## begin SELECTED EXCERPT

Crosscut's first annual Courage Award Winners

And the winners are . . .
Crosscut archive image.
And the winners are . . .

At Crosscut, we believe that the Northwest has the potential to become a model for sane, sustainable 21st Century living. I’m not using “sustainable” in the tired old environmental cliché way – as important as that is. I’m talking more broadly. I’m talking about sane and sustainable as in how do we move more Northwesterners onto public transit? How do we lure affluent kids back to public schools? Infuse our civic life with the kind of smart, innovative technology and design that’s happening all around us in Puget Sound? How do we bring grace and gravity back to our political discourse? Truly embrace and take advantage of the region’s growing diversity? End homelessness? Reinvent journalism?

These are formidable tasks that require formidable leadership, and Crosscut is determined to spotlight the people and the ideas that will move us, inch by inch, towards that sane, sustainable ideal.

That kind of grand transformation demands originality and chutzpah from bold leaders who grasp the promise and the peril of this moment, this time, in ways that are prescient and practical and as multi-disciplinary as the challenges we face. Those leaders need imagination and conviction, grit, fearlessness. Courage.

## end SELECTED EXCERPT

- WRITTEN EXERCISE -
In the Courage Award text, what does Crosscut believe the Northwest has the potential to become?

## begin RECORDED INFORMATION

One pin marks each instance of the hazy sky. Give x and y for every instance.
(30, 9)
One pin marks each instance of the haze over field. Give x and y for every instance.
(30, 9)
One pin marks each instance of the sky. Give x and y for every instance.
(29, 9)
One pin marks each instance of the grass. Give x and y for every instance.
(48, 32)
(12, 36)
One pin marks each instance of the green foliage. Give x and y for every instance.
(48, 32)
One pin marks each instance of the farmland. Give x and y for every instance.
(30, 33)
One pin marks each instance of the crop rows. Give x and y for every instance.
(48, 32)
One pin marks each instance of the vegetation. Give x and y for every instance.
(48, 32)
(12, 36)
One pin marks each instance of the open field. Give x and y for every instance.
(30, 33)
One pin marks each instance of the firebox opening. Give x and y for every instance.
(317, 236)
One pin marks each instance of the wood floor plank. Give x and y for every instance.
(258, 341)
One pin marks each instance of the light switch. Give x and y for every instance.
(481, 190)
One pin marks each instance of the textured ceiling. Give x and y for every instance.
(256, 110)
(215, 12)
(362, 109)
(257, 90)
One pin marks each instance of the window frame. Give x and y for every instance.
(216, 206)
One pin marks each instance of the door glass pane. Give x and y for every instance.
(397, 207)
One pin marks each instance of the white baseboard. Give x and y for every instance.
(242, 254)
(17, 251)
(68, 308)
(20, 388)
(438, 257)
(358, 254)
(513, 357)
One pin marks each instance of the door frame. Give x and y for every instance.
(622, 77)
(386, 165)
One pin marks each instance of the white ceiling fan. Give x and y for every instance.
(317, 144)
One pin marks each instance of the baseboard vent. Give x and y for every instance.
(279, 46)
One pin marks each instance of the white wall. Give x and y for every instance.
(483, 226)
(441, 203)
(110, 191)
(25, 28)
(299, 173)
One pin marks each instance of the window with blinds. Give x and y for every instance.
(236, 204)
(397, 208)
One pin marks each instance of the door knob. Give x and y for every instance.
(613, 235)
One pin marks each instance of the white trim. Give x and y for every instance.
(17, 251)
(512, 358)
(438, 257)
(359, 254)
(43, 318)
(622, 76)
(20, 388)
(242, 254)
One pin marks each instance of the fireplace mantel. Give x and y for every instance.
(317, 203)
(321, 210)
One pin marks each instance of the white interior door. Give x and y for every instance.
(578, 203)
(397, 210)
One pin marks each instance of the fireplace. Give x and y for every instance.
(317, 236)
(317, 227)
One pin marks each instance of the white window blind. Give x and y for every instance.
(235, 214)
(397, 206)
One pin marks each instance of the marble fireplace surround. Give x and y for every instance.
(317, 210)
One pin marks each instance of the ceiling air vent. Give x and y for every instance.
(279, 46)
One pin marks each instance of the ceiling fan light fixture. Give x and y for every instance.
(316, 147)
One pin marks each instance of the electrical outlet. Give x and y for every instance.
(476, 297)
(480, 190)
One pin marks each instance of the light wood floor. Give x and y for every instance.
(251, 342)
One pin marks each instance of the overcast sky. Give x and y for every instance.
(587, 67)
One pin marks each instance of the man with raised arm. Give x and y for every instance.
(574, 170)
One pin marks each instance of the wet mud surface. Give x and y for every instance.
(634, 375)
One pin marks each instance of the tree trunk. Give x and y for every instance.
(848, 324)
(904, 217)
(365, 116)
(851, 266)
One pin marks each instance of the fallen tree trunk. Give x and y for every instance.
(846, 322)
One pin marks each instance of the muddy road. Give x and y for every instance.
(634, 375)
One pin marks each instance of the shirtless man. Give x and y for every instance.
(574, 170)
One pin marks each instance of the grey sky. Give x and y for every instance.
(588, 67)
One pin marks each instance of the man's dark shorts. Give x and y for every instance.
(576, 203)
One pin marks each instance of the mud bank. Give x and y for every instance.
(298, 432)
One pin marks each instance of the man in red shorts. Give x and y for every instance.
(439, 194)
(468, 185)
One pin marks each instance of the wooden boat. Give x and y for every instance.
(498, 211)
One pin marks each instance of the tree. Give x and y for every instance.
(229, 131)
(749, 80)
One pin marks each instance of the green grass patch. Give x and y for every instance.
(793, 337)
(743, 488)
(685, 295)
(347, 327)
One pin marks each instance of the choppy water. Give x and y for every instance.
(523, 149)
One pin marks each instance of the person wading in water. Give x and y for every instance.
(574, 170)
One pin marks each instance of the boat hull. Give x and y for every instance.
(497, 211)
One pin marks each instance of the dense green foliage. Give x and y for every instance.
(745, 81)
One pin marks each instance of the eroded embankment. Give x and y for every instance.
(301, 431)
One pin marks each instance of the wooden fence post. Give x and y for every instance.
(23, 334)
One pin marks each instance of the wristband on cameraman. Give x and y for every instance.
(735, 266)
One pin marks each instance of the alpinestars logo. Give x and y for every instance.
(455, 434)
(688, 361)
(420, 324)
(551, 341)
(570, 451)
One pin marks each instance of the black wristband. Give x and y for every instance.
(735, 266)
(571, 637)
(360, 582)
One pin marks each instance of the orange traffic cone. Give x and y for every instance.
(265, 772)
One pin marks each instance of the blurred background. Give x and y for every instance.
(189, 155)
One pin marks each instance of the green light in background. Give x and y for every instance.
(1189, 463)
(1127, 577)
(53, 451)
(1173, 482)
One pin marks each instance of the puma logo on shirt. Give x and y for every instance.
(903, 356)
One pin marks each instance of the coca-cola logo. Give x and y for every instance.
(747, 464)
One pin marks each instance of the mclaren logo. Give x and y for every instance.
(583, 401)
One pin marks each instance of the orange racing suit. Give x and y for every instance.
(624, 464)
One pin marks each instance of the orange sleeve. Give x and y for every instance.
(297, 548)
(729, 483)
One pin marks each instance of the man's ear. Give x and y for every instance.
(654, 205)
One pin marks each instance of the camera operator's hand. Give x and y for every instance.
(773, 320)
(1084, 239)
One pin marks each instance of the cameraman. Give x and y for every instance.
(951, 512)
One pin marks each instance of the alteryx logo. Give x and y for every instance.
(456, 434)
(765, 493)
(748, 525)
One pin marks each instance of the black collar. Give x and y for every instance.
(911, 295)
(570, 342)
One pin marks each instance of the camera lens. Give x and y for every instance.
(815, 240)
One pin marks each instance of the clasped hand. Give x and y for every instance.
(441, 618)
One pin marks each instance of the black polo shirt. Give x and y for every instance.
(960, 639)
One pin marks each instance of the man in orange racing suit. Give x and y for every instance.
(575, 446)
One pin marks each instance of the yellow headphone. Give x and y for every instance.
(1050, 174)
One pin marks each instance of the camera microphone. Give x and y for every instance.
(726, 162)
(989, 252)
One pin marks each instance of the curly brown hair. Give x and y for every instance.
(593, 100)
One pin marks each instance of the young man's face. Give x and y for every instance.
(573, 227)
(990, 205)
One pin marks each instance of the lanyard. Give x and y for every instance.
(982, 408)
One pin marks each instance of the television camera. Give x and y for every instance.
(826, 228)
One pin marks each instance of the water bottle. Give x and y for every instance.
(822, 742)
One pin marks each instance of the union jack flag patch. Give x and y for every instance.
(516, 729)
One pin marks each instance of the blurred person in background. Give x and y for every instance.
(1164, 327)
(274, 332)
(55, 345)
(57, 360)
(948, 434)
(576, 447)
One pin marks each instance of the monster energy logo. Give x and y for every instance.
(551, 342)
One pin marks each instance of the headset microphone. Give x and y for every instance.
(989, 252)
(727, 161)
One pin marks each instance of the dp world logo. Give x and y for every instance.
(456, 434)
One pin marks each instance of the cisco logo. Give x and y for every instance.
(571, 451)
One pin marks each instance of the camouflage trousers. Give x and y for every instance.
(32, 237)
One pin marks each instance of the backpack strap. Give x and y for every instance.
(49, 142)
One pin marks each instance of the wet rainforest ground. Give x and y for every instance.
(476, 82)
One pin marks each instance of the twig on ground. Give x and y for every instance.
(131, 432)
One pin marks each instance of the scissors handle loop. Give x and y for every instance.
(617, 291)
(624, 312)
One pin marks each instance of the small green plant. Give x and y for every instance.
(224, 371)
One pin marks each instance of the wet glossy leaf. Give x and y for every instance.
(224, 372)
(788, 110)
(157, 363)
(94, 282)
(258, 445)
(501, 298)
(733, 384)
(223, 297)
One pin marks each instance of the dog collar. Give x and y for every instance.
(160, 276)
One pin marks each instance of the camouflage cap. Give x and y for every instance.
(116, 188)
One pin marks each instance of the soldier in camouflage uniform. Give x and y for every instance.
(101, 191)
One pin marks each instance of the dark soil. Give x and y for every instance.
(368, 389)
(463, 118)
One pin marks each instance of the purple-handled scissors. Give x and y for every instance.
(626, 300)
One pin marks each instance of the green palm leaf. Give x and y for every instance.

## end RECORDED INFORMATION

- ANSWER BELOW -
A model for sane, sustainable 21st Century living.